TASK DETAILS: Each line of the material must be returned exactly.

Location annotation dataset excerpts:
· · ·
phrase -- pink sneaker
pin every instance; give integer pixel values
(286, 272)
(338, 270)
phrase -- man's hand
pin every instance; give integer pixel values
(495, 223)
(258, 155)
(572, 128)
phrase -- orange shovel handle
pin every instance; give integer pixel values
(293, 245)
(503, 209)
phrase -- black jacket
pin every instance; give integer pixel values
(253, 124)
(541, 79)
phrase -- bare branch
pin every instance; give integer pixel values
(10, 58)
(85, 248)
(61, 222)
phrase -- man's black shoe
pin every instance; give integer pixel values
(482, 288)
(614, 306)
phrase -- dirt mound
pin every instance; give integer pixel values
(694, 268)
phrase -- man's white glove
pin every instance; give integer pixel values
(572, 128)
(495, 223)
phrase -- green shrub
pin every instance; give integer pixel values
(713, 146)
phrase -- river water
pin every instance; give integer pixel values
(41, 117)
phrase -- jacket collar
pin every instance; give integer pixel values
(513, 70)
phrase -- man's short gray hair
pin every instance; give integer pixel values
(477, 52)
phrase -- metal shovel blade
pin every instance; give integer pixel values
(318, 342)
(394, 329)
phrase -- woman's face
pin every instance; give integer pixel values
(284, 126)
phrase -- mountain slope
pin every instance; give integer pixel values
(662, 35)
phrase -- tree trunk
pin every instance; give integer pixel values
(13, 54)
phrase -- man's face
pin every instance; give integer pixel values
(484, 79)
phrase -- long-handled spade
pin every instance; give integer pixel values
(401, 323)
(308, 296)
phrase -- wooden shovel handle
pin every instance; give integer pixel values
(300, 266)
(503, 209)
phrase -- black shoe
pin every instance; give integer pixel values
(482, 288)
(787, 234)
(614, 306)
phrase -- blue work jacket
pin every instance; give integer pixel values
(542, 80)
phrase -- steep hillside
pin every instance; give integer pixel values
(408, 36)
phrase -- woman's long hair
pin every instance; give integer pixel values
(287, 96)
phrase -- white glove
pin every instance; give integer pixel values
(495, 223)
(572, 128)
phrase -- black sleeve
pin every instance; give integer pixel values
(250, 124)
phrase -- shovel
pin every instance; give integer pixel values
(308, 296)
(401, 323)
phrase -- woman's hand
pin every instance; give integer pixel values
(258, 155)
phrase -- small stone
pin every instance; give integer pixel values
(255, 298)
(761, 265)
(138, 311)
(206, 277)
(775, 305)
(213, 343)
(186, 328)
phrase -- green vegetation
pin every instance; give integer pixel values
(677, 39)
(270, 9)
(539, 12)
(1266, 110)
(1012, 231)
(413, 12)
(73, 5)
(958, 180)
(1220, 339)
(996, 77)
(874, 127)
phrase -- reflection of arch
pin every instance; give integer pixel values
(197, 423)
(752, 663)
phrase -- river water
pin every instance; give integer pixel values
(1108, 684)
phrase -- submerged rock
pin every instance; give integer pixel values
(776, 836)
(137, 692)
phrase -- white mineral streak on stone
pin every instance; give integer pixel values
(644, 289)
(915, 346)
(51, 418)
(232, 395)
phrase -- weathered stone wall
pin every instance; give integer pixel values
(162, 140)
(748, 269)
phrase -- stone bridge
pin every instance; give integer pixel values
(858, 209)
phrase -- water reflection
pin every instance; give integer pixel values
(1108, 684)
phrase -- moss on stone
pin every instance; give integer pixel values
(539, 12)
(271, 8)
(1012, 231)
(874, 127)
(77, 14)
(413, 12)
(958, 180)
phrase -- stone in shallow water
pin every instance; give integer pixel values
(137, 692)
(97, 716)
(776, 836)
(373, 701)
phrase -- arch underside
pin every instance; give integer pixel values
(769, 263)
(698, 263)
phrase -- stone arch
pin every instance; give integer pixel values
· · ·
EXERCISE RESULT:
phrase -- pink sneaker
pin every instance; give integer pixel values
(286, 272)
(338, 270)
phrase -- man's hand
pin every instance; give integer pixel values
(495, 223)
(258, 155)
(572, 128)
phrase -- orange shovel handle
pin every instance; give integer pixel values
(293, 245)
(503, 209)
phrase -- black jacket
pin every instance; give integer pixel values
(253, 124)
(541, 79)
phrase -- bare branch
pin every instance; give integer pixel values
(10, 58)
(85, 248)
(61, 222)
phrase -- man's black shoe
pin every instance; give integer pixel values
(482, 288)
(614, 306)
phrase -- dirt mound
pin every instance; give integer pixel values
(694, 268)
phrase -- man's white glove
pin every instance; give integer pixel values
(572, 128)
(495, 223)
phrase -- green shrub
pin every instance; give integer pixel values
(713, 146)
phrase -- river water
pin every instance; give integer pixel values
(41, 117)
phrase -- jacket collar
pin every instance; give integer pixel values
(513, 70)
phrase -- man's short gray hair
pin every instance; give integer pixel values
(477, 52)
phrase -- metal shovel blade
pin every instance; give integer pixel values
(318, 342)
(394, 329)
phrase -- woman's face
pin every instance; give integer pixel values
(284, 126)
phrase -- mountain slope
pin every instance; give integer pixel values
(662, 35)
phrase -- tree trunk
pin every instance; give integer pixel values
(13, 54)
phrase -- man's face
pin every instance; give integer pixel values
(484, 79)
phrase -- long-handled spade
pin every instance; give integer pixel values
(401, 323)
(308, 296)
phrase -- wooden shovel handle
pin every instance; give integer pixel values
(300, 266)
(503, 209)
phrase -- black shoe
pin every instance; give integer pixel values
(482, 288)
(787, 234)
(614, 306)
phrase -- blue work jacket
pin every instance; give integer pixel values
(542, 80)
phrase -- steep hillside
pin every instance; give integer pixel values
(408, 36)
phrase -- woman's long hair
pin every instance; give integer pixel values
(287, 96)
phrase -- white glove
pin every instance; give integer pixel values
(495, 223)
(572, 128)
phrase -- black sleeve
pin every instance; give integer pixel values
(250, 124)
phrase -- shovel
pin every instance; give integer pixel values
(308, 296)
(401, 323)
phrase -- woman's hand
pin every instance; give integer pixel values
(258, 155)
phrase -- small stone
pin every instance; give integer pixel values
(255, 298)
(761, 265)
(138, 311)
(206, 277)
(775, 305)
(213, 343)
(186, 328)
phrase -- green vegetation
pin every instance; give integer pixel values
(677, 39)
(270, 9)
(539, 12)
(1266, 110)
(1012, 231)
(413, 12)
(73, 5)
(958, 180)
(1220, 339)
(996, 77)
(874, 127)
phrase -- reflection of arch
pin every instance; give integer pixel values
(197, 423)
(752, 663)
phrase -- river water
pin every instance; give integer pixel values
(1108, 684)
phrase -- submerged rock
pin every instance; give integer pixel values
(776, 836)
(137, 692)
phrase -- white mineral streak on stone
pin every instance; give integer pixel values
(644, 289)
(915, 346)
(51, 418)
(232, 395)
phrase -- weathered stone wall
pin every instance; give integer pixel values
(162, 140)
(748, 269)
phrase -- stone bridge
pin every instance; give integer pixel values
(858, 209)
phrase -- water reflection
pin every instance; give integer pixel values
(1108, 684)
phrase -- moss on stone
pin every instance; give integer pixel values
(539, 12)
(271, 8)
(1012, 231)
(874, 127)
(77, 14)
(413, 12)
(958, 180)
phrase -- stone in shallow water
pin every instance; give integer pixel values
(137, 692)
(97, 716)
(776, 836)
(373, 701)
phrase -- arch underside
pin every instance; give integer pixel values
(769, 263)
(698, 263)
phrase -- stone arch
pin every instance; give integer pixel values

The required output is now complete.